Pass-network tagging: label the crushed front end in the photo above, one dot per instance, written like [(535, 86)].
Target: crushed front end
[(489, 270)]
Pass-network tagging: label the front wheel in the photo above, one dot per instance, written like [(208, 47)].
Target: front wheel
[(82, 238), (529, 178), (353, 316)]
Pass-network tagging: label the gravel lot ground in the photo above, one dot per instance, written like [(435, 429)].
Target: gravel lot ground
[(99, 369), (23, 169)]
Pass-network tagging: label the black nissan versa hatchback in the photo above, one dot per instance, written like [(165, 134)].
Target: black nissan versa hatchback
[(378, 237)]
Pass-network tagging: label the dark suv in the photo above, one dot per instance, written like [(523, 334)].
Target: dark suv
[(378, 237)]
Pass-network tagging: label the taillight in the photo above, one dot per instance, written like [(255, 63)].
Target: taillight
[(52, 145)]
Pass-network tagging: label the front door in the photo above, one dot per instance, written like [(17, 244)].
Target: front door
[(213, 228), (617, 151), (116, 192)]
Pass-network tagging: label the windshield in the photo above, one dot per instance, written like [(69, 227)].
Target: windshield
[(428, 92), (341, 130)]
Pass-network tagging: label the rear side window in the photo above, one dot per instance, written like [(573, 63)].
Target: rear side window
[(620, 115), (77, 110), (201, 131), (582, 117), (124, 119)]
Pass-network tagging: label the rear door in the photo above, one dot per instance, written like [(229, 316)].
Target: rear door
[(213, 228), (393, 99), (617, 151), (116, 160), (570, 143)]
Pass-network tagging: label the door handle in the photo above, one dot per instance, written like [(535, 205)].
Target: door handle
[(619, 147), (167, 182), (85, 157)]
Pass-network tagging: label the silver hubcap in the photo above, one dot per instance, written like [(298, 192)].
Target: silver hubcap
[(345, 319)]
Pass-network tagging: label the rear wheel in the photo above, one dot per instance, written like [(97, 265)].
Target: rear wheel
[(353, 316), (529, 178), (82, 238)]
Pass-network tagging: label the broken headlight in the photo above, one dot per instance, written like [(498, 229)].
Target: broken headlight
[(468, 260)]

Written instruction =
Copy the listing word for word, from its first line through the line that contains "[(52, 145)]", including that line.

Complete response =
Pass-network tagging: label the crushed front end in the photo above, one dot per instance, written like [(535, 86)].
Target: crushed front end
[(489, 270)]
Pass-network tagging: label the front wheel in the photo above, one dot per instance, written like [(208, 47)].
Target: front wheel
[(82, 238), (529, 178), (353, 316)]
Pass-network tagging: label the gravel lot ground in the photo above, one dot per instance, written like [(435, 429)].
Target: gravel lot ground
[(99, 369), (23, 169)]
Pass-network tagging: label the black nissan versa hatchback in the photo above, one dot per instance, written like [(165, 134)].
Target: black nissan versa hatchback
[(378, 237)]
Pass-network tagging: label the dark suv in the photo above, one dot per instance, written like [(523, 334)].
Target: dark suv
[(378, 237)]
Pass-network tagging: label the taillight in the photo above, one dot per instance, written like [(255, 63)].
Target: taillight
[(52, 145)]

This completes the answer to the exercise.